Rescale the data from its start through the line containing "[195,183,720,455]", inclusive. Reproduce only those lines, including those without coordinates, and multiply every bounding-box coordinate in the answers by 1.8, rounding to whole numbers with halves rounded up.

Bounding-box data
* BEGIN *

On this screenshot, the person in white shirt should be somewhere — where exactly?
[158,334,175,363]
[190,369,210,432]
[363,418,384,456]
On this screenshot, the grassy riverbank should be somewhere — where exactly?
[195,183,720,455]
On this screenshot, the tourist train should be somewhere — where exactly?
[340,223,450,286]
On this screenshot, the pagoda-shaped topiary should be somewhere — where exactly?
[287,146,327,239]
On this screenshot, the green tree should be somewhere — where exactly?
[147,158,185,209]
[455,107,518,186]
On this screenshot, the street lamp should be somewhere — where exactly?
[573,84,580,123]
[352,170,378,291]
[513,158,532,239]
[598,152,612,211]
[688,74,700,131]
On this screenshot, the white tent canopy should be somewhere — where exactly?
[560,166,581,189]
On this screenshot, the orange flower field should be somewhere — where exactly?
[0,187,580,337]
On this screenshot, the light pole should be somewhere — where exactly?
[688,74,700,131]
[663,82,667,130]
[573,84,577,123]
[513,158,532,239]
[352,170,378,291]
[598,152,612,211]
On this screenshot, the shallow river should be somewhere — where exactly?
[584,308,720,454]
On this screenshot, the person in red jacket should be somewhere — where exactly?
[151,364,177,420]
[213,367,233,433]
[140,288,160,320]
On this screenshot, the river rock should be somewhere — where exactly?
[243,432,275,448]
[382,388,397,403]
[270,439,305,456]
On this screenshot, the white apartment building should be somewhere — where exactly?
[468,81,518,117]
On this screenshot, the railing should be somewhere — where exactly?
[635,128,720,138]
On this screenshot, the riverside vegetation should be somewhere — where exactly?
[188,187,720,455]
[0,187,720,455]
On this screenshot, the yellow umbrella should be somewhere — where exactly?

* END *

ANSWER TO THIS EXERCISE »
On this screenshot, the person in white shirt should be somewhere — where exactly?
[284,601,315,653]
[342,664,378,778]
[653,752,691,821]
On this screenshot, the grassy riverbank should be somewhere — where exactly?
[351,329,1296,819]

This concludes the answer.